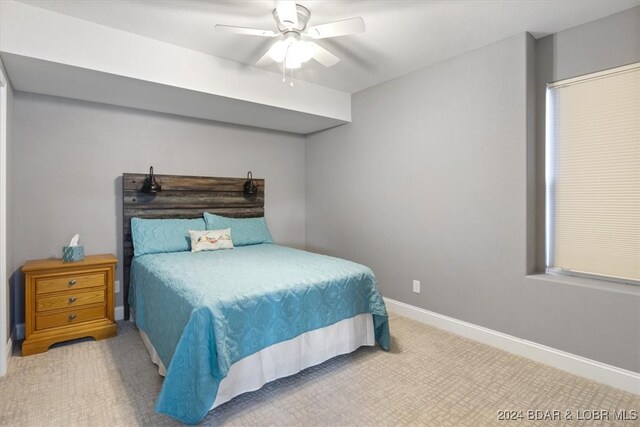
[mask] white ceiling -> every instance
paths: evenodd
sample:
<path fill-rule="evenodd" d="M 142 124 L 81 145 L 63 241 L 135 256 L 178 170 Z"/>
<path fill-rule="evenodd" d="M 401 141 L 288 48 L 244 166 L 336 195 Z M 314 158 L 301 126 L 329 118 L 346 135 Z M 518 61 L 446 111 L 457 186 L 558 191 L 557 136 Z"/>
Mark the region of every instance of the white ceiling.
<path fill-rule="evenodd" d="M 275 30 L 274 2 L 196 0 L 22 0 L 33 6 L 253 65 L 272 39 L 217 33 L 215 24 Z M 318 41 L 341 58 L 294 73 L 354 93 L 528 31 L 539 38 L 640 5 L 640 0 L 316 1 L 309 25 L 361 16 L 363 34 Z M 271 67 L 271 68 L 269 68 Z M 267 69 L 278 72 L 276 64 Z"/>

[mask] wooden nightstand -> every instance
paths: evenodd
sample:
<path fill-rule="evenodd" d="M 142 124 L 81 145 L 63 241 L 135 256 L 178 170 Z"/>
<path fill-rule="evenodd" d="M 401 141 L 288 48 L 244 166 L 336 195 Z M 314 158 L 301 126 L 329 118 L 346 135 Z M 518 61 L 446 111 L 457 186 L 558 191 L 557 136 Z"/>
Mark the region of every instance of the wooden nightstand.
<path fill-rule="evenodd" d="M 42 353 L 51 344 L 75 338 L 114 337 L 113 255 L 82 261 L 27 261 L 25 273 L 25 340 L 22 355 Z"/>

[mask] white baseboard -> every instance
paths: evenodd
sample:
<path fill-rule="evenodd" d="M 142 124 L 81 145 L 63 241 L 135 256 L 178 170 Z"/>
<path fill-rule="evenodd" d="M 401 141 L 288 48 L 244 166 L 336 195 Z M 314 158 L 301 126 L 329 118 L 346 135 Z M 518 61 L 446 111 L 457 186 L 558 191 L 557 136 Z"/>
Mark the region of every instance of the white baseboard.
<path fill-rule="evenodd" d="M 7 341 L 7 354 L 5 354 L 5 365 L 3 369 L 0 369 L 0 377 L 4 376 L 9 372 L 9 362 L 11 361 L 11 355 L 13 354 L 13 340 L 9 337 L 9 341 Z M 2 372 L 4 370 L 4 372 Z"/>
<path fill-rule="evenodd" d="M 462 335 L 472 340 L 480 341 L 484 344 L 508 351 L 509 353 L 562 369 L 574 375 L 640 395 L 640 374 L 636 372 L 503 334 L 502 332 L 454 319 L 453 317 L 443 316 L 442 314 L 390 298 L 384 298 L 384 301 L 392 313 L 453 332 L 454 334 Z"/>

☆ ☆ ☆

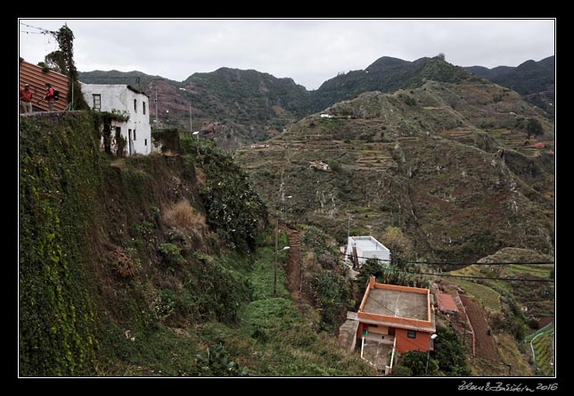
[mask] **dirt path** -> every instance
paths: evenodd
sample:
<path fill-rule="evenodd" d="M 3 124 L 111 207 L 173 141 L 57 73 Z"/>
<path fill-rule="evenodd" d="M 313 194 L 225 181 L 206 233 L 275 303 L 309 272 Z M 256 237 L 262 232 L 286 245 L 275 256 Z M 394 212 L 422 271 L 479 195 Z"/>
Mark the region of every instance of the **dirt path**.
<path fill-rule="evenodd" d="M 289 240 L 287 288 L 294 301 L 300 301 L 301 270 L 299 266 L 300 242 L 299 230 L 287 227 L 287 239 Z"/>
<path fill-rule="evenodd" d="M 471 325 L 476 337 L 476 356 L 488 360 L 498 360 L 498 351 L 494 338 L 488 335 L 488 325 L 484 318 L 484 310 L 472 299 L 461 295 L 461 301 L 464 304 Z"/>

☆ ☆ ☆

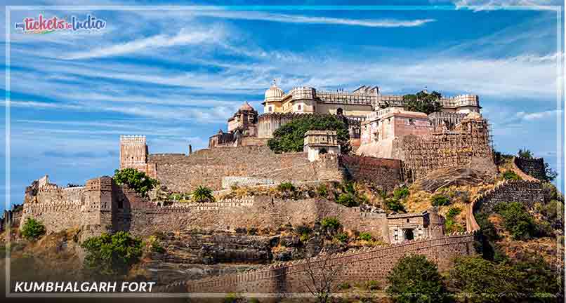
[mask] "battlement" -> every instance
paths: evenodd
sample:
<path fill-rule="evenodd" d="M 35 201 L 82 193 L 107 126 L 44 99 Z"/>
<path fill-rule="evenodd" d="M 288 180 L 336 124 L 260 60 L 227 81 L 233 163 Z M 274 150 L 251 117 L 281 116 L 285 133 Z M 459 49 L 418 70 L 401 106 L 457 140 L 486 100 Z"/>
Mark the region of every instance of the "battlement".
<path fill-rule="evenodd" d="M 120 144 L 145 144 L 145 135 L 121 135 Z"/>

☆ ☆ ☆

#### [What is required]
Pull out each line in the entries above that contains the word "region". Treat uppercase and lowercase letters as different.

#### [Response below]
Mark the region of every instance of the white ceiling.
Mark the region of every instance of the wooden nightstand.
Mark the region of every instance of the white baseboard.
Mark the region of every instance of the **dirt path**.
Mark the region of every instance of the "battlement".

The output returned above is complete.